| PAGE EXTRACT |
-------

1. Planning and Model‑Driven Design

To ensure smooth scaling, internet companies design their overall system architecture early with standardization and modeling in mind, treating new business resources like fast‑food orders that can be provisioned on demand.

Standardization: Use standard protocols and technologies for good extensibility and unified products, and adopt data‑center‑grade equipment for reliability, flexibility, and low latency.

Modeling: Design network architecture models based on business needs, validate them, establish baselines, and enable batch replication and unified management, which also facilitates automation.

2. Building Automation

After achieving batch replication capability, automation techniques boost deployment efficiency. Small teams (3‑5 people) can bring up new nodes; for example, a company dispatched two engineers to a remote site, then used central management to auto‑configure devices, completing installation within a week.

Key aspects are batch replication and automated onboarding.

Batch Replication: Identify technical concerns, design network models, test and pilot, produce hardware/software configuration templates for mass deployment.

Automated Onboarding: Leverage TR‑069, Autoconfig, and zero‑configuration features to onboard devices at scale.

Differences between Autoconfig and TR‑069:

Autoconfig is for zero‑configuration deployment and usually requires a dedicated network‑management system; TR‑069 provides a complete management solution, supporting ongoing monitoring, configuration, and software upgrades.

Autoconfig uses DHCP + TFTP (simple); TR‑069 uses DHCP + HTTP (complex) and needs a dedicated ACS server.

Security: TR‑069 is more secure, based on HTTPS/SSL.

H3C iMC BIMS implements the ACS function of the TR‑069 protocol, offering zero‑configuration capabilities, flexible networking, and management of DHCP and NAT‑behind devices. Its workflow is illustrated in Figure 3.

3. Intelligent Management

Network‑management teams need user‑friendly tools for information query and alarm handling. Early tools relied on command‑line interfaces and lacked batch support. Modern graphical and intelligent tools are preferred.

-------

| STORED DATA |
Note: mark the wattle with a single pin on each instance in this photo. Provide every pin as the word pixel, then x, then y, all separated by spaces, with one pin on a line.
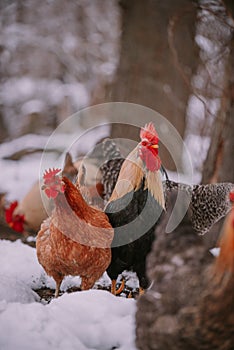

-------

| WORK TO COMPLETE |
Can you quote the network-building text above word for word, starting at "Autoconfig uses DHCP" and ending at "illustrated in Figure 3."?

| EXERCISE RESPONSE |
Autoconfig uses DHCP + TFTP (simple); TR‑069 uses DHCP + HTTP (complex) and needs a dedicated ACS server.

Security: TR‑069 is more secure, based on HTTPS/SSL.

H3C iMC BIMS implements the ACS function of the TR‑069 protocol, offering zero‑configuration capabilities, flexible networking, and management of DHCP and NAT‑behind devices. Its workflow is illustrated in Figure 3.